* WHAT IS REQUIRED
All of the data below should be written out exactly.

## Start TASK INPUTS

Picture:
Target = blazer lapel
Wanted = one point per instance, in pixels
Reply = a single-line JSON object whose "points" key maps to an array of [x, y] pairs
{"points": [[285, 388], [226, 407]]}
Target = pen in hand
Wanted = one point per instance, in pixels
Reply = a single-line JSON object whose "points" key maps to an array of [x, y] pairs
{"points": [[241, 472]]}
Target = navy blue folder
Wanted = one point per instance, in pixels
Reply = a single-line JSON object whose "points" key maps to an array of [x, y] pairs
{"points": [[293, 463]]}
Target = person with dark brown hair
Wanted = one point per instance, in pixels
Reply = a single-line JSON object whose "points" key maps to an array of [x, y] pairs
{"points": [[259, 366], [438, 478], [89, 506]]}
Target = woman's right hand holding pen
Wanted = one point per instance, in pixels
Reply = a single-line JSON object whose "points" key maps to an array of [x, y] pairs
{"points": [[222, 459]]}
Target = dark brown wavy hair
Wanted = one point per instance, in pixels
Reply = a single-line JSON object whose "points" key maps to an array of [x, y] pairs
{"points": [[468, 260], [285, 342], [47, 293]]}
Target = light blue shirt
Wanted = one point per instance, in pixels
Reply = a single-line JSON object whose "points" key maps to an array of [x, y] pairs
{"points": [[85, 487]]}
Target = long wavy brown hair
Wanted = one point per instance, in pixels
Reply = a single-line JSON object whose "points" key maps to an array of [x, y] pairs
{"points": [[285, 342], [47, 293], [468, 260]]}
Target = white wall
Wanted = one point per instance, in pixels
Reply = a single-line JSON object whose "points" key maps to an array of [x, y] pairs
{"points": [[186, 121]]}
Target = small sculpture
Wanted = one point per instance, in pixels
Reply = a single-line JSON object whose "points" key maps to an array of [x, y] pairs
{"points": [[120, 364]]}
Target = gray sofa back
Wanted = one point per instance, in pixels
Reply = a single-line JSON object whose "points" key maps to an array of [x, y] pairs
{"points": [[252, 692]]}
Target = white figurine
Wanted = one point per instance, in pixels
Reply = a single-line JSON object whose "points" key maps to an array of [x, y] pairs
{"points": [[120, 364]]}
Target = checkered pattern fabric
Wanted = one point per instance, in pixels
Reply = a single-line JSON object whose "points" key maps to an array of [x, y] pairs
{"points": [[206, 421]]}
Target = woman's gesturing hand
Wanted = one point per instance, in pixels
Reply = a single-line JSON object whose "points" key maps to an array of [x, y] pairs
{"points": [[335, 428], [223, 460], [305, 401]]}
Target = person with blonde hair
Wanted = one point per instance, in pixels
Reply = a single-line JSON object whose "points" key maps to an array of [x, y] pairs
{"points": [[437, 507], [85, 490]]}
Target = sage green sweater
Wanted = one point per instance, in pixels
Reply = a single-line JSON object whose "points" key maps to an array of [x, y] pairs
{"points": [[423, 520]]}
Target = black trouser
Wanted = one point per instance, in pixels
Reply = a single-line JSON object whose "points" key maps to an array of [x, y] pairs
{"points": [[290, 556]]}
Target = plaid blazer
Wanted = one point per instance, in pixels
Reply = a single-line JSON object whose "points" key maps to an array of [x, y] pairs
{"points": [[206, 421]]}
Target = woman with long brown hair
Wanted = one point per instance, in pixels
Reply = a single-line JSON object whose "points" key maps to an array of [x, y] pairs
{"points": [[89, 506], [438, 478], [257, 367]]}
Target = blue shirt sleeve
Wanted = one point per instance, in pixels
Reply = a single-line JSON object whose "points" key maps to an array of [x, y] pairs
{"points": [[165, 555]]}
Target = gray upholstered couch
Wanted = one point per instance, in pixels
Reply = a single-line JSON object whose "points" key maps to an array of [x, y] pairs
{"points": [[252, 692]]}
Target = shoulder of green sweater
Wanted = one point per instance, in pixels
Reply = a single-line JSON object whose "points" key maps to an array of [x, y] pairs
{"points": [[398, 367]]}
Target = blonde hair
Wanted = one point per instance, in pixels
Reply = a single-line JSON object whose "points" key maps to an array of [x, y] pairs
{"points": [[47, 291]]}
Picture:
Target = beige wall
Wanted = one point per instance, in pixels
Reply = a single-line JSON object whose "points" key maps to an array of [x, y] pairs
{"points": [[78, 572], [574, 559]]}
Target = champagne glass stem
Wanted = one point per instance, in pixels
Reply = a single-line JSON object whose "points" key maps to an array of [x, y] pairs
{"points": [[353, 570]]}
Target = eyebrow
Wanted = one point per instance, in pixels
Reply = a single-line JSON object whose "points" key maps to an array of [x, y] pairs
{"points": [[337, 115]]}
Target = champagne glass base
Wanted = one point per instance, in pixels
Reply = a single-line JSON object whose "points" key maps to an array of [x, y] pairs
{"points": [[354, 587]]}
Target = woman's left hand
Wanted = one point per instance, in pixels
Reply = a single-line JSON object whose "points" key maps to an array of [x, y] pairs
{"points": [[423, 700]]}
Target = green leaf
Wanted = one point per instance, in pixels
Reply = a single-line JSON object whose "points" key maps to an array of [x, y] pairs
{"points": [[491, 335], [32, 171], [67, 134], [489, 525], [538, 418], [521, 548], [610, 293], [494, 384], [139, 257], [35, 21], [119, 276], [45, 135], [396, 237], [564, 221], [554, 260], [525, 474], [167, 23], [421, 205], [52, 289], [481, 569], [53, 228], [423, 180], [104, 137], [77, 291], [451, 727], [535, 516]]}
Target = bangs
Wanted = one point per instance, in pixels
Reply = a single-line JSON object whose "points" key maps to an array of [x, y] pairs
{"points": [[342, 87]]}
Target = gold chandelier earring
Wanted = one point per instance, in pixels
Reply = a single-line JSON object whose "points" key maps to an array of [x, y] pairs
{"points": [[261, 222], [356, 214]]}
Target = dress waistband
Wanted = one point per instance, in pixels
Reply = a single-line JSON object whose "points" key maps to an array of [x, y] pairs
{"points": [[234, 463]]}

## End TASK INPUTS

* EXPECTED OUTPUT
Picture:
Target = blazer lapel
Wanted = one point per instance, in pixels
Reply = a single-line JSON object whose "points" key maps to an array of [x, y] pairs
{"points": [[285, 388], [226, 407]]}
Target = pen in hand
Wanted = one point per instance, in pixels
Reply = a single-line JSON object whose "points" key maps to an array of [x, y] pairs
{"points": [[241, 472]]}
Target = navy blue folder
Wanted = one point per instance, in pixels
Reply = a single-line JSON object whose "points" key maps to an array of [x, y] pairs
{"points": [[293, 463]]}
Target = person with dark brown hair
Wanted = one point per instance, in pixels
Reply = a single-line JSON object whose "points" key maps to an array of [x, y] pairs
{"points": [[259, 366], [438, 478], [89, 506]]}
Target = woman's right hand holding pen
Wanted = one point per instance, in pixels
Reply = a single-line JSON object whose "points" key maps to an array of [x, y] pairs
{"points": [[222, 459]]}
Target = dark brown wavy hair
Wanted = one point per instance, in pixels
Reply = a single-line JSON object whose "points" key maps to an array of [x, y] pairs
{"points": [[468, 260], [285, 342], [47, 293]]}
Target = light blue shirt
Wanted = one point per instance, in pixels
Reply = a single-line JSON object whose "points" key maps to an array of [x, y] pairs
{"points": [[85, 487]]}
Target = long wavy brown hair
Wanted = one point per instance, in pixels
Reply = a single-line JSON object whose "points" key maps to an array of [x, y] pairs
{"points": [[285, 342], [47, 293], [468, 260]]}
Target = white wall
Wanted = one point per instance, in pixels
Reply = a single-line JSON object whose "points" key maps to an array of [x, y] pairs
{"points": [[186, 121]]}
Target = small sculpture
Wanted = one point per instance, in pixels
Reply = a single-line JSON object whose "points" key maps to an array of [x, y] pairs
{"points": [[120, 364]]}
Target = gray sofa back
Wanted = one point per instance, in pixels
Reply = a single-line JSON object whose "points" key maps to an array of [x, y] pairs
{"points": [[252, 692]]}
Target = white figurine
Wanted = one point per instance, in pixels
Reply = a single-line JSON object whose "points" key maps to an array of [x, y] pairs
{"points": [[120, 364]]}
Target = checkered pattern fabric
Wanted = one point per instance, in pixels
Reply = a single-line JSON object whose "points" key maps to an array of [x, y] pairs
{"points": [[206, 421]]}
Target = woman's gesturing hand
Wanted = one point per instance, in pixels
Reply = a single-line JSON object whose "points" key maps to an array of [x, y] pairs
{"points": [[335, 428], [223, 460], [305, 401]]}
Target = person with blonde hair
Wanted = one point per instance, in pixels
Reply = a single-line JSON object whose "points" key maps to an array of [x, y] pairs
{"points": [[437, 507], [85, 490]]}
Target = sage green sweater
Wanted = one point per instance, in pixels
Reply = a single-line JSON object whose "points" key maps to an array of [x, y] pairs
{"points": [[423, 520]]}
Target = black trouser
Wanted = one point per instance, in pixels
Reply = a single-line JSON object whose "points" key maps to an array of [x, y] pairs
{"points": [[290, 556]]}
Target = plaid blazer
Wanted = one point per instance, in pixels
Reply = a single-line JSON object whose "points" key maps to an array of [x, y] pairs
{"points": [[206, 421]]}
Target = woman with long brown hair
Wanted = one point per instance, in pixels
Reply = a single-line JSON object whose "points" key maps to an array of [x, y] pairs
{"points": [[89, 506], [438, 478], [257, 367]]}
Target = blue shirt sleeve
Wanted = one point per instance, in pixels
Reply = a single-line JSON object whose "points" key maps to an array of [x, y] pairs
{"points": [[165, 555]]}
Target = gray upholstered couch
Wanted = one point per instance, in pixels
Reply = a single-line JSON object whose "points" key maps to an array of [x, y] pairs
{"points": [[252, 692]]}
Target = shoulder of green sweater
Wanted = one point per instance, in pixels
Reply = a single-line JSON object whose "points" key maps to an array of [x, y] pairs
{"points": [[398, 367]]}
Target = blonde hair
Wanted = one point per instance, in pixels
Reply = a single-line JSON object whose "points" key maps to an array of [x, y] pairs
{"points": [[47, 291]]}
Picture:
Target = beige wall
Wanted = one point per instance, in pixels
Reply = a single-line JSON object whose "points" key maps to an array of [x, y] pairs
{"points": [[78, 572], [574, 559]]}
Target = champagne glass stem
Wanted = one point per instance, in pixels
Reply = a single-line JSON object whose "points" key maps to an array of [x, y] pairs
{"points": [[353, 570]]}
Target = eyebrow
Wanted = one point per instance, in pixels
Reply = a single-line JSON object whose "points" key maps to an array of [x, y] pairs
{"points": [[337, 115]]}
Target = champagne glass base
Wanted = one point per instance, in pixels
Reply = a single-line JSON object whose "points" key maps to an array of [x, y] pairs
{"points": [[354, 587]]}
Target = woman's left hand
Wanted = one point per instance, in pixels
Reply = a single-line JSON object whose "points" key maps to an array of [x, y] pairs
{"points": [[423, 700]]}
Target = green leaf
Wanted = one point per instance, in pixels
Reply = a single-line JSON object whose "points" key maps to an array of [x, y] pairs
{"points": [[491, 335], [32, 171], [67, 134], [489, 525], [538, 418], [521, 548], [610, 293], [494, 384], [139, 257], [35, 21], [119, 276], [45, 135], [396, 237], [564, 221], [554, 260], [525, 474], [167, 23], [421, 205], [52, 289], [481, 569], [53, 228], [423, 180], [104, 137], [77, 291], [451, 727], [535, 516]]}
Target = bangs
Wanted = one point per instance, in pixels
Reply = a single-line JSON object whose "points" key maps to an array of [x, y] pairs
{"points": [[342, 87]]}
Target = gold chandelier earring
Wanted = one point per instance, in pixels
Reply = a single-line JSON object whose "points" key maps to an array of [x, y] pairs
{"points": [[261, 222], [356, 214]]}
Target = dress waistband
Wanted = one point per instance, in pixels
Reply = a single-line JSON object whose "points" key maps to an array of [x, y] pairs
{"points": [[234, 463]]}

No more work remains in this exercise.